Task details:
Render the records between the line containing "Audit flag: the man's wrist" and the line containing "[1174, 548, 1344, 666]", inclusive, as a Markdown table. Use the column Row for the row number and the column Entry for the line, and omit blank lines.

Information given:
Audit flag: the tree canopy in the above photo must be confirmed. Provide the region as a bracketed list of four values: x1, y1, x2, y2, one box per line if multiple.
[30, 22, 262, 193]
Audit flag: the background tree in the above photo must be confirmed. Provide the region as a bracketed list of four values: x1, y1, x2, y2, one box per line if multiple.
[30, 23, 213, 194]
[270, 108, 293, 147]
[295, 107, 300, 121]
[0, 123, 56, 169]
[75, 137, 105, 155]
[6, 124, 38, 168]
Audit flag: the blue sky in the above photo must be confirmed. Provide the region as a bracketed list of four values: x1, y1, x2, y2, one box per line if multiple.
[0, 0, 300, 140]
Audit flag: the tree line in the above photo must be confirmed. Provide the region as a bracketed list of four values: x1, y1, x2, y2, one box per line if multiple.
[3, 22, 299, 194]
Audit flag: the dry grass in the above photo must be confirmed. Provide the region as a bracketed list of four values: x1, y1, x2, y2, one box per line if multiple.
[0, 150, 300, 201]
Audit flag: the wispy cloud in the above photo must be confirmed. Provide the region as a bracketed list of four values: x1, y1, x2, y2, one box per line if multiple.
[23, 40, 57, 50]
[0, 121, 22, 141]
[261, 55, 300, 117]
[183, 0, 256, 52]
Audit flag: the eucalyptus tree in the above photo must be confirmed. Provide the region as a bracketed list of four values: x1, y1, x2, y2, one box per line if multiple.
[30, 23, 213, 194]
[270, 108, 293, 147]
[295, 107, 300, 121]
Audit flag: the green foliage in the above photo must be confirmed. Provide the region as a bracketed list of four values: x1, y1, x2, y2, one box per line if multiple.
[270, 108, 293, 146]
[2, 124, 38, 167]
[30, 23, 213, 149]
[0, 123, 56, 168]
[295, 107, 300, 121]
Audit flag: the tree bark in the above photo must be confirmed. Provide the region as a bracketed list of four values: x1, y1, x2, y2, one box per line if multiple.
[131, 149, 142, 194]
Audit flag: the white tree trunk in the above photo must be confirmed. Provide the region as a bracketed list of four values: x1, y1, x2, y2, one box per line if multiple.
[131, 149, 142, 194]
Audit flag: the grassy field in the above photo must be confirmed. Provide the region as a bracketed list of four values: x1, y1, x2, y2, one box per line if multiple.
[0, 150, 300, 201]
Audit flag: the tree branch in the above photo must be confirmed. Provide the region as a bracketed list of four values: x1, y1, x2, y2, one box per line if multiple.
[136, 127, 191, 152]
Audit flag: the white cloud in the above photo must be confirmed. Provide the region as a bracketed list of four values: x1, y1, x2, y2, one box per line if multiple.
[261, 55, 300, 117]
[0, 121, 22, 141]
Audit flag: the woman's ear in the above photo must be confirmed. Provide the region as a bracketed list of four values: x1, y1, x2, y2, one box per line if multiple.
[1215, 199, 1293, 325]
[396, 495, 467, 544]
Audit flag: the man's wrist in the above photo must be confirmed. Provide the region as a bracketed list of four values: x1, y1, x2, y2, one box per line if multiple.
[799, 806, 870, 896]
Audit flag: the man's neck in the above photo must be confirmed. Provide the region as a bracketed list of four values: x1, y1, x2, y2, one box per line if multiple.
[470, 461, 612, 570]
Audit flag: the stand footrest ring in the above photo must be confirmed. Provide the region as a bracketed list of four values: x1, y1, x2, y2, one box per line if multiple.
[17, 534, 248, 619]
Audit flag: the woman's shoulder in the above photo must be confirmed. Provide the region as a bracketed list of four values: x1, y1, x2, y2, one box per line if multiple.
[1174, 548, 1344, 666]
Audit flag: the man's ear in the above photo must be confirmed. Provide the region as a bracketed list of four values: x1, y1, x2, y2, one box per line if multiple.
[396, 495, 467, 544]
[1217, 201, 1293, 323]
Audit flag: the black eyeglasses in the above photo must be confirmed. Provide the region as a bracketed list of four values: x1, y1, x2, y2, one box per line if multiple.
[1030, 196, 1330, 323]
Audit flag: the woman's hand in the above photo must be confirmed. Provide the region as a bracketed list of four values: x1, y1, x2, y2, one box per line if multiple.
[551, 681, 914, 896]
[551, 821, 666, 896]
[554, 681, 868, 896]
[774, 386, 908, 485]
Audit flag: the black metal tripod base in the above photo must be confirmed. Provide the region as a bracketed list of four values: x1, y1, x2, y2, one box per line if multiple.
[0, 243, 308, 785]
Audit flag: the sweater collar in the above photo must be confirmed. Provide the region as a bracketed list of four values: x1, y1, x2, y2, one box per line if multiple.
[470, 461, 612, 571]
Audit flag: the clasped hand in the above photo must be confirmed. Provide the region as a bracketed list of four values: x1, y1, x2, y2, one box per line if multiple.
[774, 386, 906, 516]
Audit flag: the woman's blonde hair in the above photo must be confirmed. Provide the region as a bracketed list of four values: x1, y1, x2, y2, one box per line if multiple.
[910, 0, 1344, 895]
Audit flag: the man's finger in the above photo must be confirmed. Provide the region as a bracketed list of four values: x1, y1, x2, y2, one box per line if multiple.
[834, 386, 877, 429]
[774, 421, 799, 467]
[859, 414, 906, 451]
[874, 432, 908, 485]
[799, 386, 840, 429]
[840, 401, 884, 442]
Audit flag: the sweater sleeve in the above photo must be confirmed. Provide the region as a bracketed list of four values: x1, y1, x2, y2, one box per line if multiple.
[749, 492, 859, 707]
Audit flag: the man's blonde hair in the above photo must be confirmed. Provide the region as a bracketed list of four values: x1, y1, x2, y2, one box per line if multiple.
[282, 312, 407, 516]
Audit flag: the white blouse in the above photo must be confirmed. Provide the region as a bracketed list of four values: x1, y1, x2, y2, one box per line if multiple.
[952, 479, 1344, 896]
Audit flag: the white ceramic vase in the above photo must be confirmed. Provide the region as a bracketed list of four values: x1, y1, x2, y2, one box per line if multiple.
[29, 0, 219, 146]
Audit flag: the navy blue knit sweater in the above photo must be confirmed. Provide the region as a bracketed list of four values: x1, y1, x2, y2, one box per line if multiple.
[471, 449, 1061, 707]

Solution:
| Row | Entry |
|---|---|
| 1 | Audit flag: the man's wrist in the above photo must be confirmed. Provide the region as a bracketed list of four values: x1, y1, x2, y2, one box per line if multiple. |
| 2 | [799, 806, 870, 896] |
| 3 | Audit flag: the man's neck in the above photo must be confirmed. Provide the region as a bracketed list of four values: x1, y1, x2, y2, one box per line if multiple. |
| 4 | [470, 461, 612, 570] |
| 5 | Audit flag: the stand footrest ring in the above photo must be confirmed. Provide the region as a bracketed list of four values: x1, y1, x2, y2, one box per line if multiple. |
| 6 | [17, 534, 248, 619] |
| 7 | Audit flag: the woman's shoulder in the above photo must be confirmed. Provide the region as a bracketed list of four values: x1, y1, x2, y2, one box per line if multiple. |
| 8 | [1174, 548, 1344, 666] |